─── Recorded data
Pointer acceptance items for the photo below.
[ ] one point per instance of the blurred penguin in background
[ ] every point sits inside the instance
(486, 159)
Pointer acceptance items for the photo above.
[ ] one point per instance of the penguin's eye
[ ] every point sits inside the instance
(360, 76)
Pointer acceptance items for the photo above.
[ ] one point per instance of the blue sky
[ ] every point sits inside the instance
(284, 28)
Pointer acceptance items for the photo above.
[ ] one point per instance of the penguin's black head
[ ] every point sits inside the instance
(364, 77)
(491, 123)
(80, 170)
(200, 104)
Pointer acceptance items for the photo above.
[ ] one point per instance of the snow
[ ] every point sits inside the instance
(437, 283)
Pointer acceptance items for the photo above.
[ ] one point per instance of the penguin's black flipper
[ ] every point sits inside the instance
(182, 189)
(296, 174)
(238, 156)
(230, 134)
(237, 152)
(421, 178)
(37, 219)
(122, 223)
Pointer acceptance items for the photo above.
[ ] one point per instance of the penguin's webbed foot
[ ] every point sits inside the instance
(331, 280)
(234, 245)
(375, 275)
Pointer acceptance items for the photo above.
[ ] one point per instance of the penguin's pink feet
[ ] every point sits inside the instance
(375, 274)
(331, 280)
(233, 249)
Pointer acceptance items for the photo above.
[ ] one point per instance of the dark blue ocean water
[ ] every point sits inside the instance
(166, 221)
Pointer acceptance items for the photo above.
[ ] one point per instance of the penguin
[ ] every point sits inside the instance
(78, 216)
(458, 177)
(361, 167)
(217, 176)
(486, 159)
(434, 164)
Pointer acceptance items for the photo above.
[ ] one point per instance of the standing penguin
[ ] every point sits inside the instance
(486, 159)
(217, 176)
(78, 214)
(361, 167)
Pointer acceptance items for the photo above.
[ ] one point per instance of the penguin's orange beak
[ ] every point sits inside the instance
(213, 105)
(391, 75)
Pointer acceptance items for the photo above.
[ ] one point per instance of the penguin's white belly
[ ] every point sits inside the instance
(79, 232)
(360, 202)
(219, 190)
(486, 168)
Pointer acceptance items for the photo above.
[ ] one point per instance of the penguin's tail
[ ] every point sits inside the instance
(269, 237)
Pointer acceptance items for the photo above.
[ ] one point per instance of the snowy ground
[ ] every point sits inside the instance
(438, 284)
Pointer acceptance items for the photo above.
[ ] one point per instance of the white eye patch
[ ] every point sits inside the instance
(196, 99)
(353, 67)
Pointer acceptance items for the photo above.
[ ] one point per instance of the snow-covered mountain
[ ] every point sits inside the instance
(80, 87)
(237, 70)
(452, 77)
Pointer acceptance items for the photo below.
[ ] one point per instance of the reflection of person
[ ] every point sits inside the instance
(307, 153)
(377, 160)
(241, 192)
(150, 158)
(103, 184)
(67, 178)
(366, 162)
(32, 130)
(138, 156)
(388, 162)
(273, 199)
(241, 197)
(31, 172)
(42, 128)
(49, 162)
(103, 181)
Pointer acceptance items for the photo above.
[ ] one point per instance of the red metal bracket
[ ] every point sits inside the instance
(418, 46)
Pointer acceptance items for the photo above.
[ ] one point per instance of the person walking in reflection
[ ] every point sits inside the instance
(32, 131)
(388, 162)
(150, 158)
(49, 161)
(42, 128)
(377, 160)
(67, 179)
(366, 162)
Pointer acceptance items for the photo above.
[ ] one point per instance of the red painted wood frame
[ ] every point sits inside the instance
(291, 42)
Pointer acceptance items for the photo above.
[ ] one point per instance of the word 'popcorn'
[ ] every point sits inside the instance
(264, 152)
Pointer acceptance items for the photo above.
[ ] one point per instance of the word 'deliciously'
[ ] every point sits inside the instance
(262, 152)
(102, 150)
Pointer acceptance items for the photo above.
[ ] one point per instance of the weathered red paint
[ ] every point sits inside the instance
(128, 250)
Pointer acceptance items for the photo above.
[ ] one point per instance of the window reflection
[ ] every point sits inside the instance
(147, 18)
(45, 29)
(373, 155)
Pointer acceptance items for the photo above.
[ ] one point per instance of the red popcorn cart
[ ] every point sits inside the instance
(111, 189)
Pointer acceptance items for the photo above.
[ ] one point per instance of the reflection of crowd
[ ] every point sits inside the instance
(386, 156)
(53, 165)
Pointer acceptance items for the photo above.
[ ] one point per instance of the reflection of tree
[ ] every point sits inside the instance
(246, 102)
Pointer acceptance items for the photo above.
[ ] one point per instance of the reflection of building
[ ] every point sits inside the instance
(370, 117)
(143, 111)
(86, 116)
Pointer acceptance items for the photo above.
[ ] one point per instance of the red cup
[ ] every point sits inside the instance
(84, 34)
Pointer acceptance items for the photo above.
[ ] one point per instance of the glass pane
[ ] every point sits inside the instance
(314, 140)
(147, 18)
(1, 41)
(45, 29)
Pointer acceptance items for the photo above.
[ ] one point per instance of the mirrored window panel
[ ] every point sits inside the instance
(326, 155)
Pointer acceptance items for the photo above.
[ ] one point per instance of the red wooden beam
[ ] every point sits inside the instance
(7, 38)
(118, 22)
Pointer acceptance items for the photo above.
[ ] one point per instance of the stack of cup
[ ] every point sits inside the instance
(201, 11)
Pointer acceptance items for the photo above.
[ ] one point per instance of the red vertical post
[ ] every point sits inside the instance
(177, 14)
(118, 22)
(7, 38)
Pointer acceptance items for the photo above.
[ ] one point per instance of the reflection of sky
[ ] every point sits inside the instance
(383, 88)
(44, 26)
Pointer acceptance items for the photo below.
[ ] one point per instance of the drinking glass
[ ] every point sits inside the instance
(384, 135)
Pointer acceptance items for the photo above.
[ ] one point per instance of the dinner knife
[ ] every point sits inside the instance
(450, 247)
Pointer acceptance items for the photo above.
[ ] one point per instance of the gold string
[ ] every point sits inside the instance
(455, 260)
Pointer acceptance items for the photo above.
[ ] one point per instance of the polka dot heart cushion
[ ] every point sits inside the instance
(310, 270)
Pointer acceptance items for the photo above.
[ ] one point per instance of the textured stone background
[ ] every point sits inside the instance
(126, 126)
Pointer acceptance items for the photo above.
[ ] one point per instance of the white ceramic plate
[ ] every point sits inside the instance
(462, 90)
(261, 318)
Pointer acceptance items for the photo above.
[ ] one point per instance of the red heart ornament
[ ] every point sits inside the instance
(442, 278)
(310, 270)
──────
─── Recorded data
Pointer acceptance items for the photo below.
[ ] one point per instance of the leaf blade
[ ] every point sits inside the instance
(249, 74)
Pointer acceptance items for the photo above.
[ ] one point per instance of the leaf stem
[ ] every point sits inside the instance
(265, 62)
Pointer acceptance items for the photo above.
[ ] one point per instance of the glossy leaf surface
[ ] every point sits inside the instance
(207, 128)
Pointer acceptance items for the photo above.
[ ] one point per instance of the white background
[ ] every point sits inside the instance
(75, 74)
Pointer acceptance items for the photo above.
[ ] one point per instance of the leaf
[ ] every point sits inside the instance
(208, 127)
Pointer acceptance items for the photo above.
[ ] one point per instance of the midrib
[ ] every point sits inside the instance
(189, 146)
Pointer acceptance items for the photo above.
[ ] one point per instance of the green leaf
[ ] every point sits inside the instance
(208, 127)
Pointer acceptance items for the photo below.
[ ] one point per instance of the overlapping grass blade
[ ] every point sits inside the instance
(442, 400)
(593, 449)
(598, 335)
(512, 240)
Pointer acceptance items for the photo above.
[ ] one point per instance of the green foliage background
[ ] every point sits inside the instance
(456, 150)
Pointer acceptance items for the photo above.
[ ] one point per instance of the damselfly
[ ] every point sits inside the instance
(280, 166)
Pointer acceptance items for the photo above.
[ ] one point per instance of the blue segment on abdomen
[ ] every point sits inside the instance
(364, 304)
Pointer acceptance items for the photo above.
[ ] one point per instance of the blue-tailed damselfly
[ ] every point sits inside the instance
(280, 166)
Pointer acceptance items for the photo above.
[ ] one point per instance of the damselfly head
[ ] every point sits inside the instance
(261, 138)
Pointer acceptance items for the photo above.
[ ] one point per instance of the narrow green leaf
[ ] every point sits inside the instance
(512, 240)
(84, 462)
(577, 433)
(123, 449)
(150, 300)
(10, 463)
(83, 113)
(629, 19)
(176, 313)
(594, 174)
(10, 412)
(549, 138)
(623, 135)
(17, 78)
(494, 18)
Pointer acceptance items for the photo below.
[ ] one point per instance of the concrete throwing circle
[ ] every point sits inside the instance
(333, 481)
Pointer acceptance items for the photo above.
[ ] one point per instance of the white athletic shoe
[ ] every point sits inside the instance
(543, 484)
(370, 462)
──────
### Given problem
Identify every line in the data above that contains the word "black", and copy each of those lines in full.

### The result
[ ] one point per instance of the penguin's black head
[ ] one point per instance of the penguin's black flipper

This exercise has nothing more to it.